Given problem 1: Copy out the white-shirt labeling records that follow the sintered-ore abstract, line for line and with no changes.

Page extract:
- - - - - - -

Real microstructure modeling for stiffness and strength analyses of texture in ores

Tatsuhiko Aizawa, Yoshihiro Suwa, Shinji Muraishi

Research output: Contribution to journalArticlepeer-review

2 Citations (Scopus)

Abstract

Theoretical model is proposed to make stiffness and strength analyses for various multi-phase, porous media including the sintered ores. On the basis of the multilevel modeling, a macro-model is used to estimate the crushing strength of sintered ore with various compositions of texture. A micro model for each texture is constructed to represent its characteristic microstructure and to make stiffness and strength analyses. Since the real microstructure is taken into account of the unit cell, the homogenized stiffness provides us the elastic properties of textures with or without micro-pores, The stress analysis both for texture and crushing test-specimen, provides us the theoretical estimate of fracture strength, respectively. Three typical textures in the sintered ore are employed for application of the present theoretical models. The procedure to deduce the theoretical model from the optical micrograph is described for the texture of acicular calcium ferrite. Using the unit cell models for each texture, which is objective to the cell size and geometry, the stiffness and fracture strength are estimated. Assuming that the sintered ore specimen is composed of two phases or composite of porous hematite and slag-hematite complex, the fracture strength is also estimated as the function of volume fraction for porous hematite.

- - - - - - -

Given problem 2:
Answer from the sintered-ore abstract:
(a) What does the macro-model estimate?
(b) How many typical textures in the sintered ore are used to apply the theoretical models?
(c) For which texture is the procedure for deducing the model from the optical micrograph described?

Records shown:

- - - - - - -

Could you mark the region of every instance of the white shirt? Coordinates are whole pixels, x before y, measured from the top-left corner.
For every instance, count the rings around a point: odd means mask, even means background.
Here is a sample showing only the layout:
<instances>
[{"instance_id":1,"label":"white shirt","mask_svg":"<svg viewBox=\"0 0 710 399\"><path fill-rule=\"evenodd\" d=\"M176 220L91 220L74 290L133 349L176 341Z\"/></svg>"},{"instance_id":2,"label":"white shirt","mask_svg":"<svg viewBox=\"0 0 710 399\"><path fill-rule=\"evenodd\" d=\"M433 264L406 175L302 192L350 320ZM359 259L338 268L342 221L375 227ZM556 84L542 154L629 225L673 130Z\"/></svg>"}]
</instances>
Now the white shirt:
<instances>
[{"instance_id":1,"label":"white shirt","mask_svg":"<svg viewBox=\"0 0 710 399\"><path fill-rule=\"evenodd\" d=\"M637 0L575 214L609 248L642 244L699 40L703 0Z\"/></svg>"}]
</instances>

- - - - - - -

Correct response 1:
Could you mark the region of every instance of the white shirt? Coordinates are whole pixels, x before y, measured from the top-left corner.
For every instance, count the rings around a point: odd means mask, even means background.
Here is a sample showing only the layout:
<instances>
[{"instance_id":1,"label":"white shirt","mask_svg":"<svg viewBox=\"0 0 710 399\"><path fill-rule=\"evenodd\" d=\"M176 220L91 220L74 290L133 349L176 341Z\"/></svg>"},{"instance_id":2,"label":"white shirt","mask_svg":"<svg viewBox=\"0 0 710 399\"><path fill-rule=\"evenodd\" d=\"M433 264L406 175L302 192L350 320ZM359 259L338 268L342 221L375 227ZM556 84L542 154L629 225L673 130Z\"/></svg>"}]
</instances>
Now the white shirt:
<instances>
[{"instance_id":1,"label":"white shirt","mask_svg":"<svg viewBox=\"0 0 710 399\"><path fill-rule=\"evenodd\" d=\"M637 0L575 214L609 248L642 244L699 40L703 0Z\"/></svg>"}]
</instances>

Correct response 2:
(a) The crushing strength of sintered ore with various compositions of texture.
(b) Three.
(c) Acicular calcium ferrite.